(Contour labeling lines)
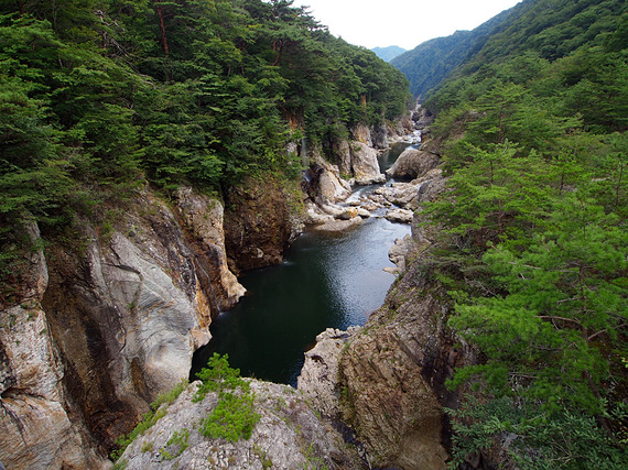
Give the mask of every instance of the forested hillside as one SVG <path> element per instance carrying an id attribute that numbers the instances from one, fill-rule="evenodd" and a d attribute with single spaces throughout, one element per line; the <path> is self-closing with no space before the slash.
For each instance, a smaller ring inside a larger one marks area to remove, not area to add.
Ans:
<path id="1" fill-rule="evenodd" d="M 50 238 L 147 182 L 299 177 L 288 142 L 325 146 L 408 102 L 401 73 L 286 0 L 4 1 L 0 67 L 2 277 L 20 218 Z"/>
<path id="2" fill-rule="evenodd" d="M 495 29 L 506 23 L 511 15 L 516 17 L 522 7 L 513 7 L 473 31 L 456 31 L 451 36 L 425 41 L 390 63 L 408 77 L 412 95 L 424 98 L 427 91 L 438 86 L 466 58 L 477 53 Z"/>
<path id="3" fill-rule="evenodd" d="M 404 48 L 399 46 L 373 47 L 371 51 L 375 52 L 379 58 L 386 62 L 390 62 L 399 54 L 403 54 L 405 52 Z"/>
<path id="4" fill-rule="evenodd" d="M 483 392 L 454 458 L 626 468 L 628 6 L 523 3 L 425 103 L 451 176 L 434 275 L 481 359 L 451 383 Z"/>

YOUR TASK → Quote all of the lines above word for word, leaving out the pictures.

SOLUTION →
Give the mask of every instance of the forested hillside as one SVG <path> element per instance carrying an id attribute that numbers the instances from one, fill-rule="evenodd" and a d attribute with single spaces throughout, one element per line; the <path> is self-closing with no space before the slash.
For each instance, a smaller ring inside a larger one marks area to remove, not area to add.
Ans:
<path id="1" fill-rule="evenodd" d="M 50 238 L 147 182 L 299 177 L 288 142 L 325 146 L 408 102 L 401 73 L 286 0 L 4 1 L 0 67 L 2 277 L 20 218 Z"/>
<path id="2" fill-rule="evenodd" d="M 495 29 L 506 23 L 511 15 L 516 17 L 522 7 L 513 7 L 473 31 L 456 31 L 451 36 L 425 41 L 390 63 L 408 77 L 412 95 L 424 98 L 427 91 L 438 86 L 466 58 L 477 53 Z"/>
<path id="3" fill-rule="evenodd" d="M 404 48 L 399 46 L 373 47 L 371 51 L 375 52 L 379 58 L 386 62 L 390 62 L 399 54 L 403 54 L 405 52 Z"/>
<path id="4" fill-rule="evenodd" d="M 483 392 L 454 458 L 626 468 L 628 6 L 523 3 L 425 103 L 451 176 L 434 275 L 481 359 L 451 383 Z"/>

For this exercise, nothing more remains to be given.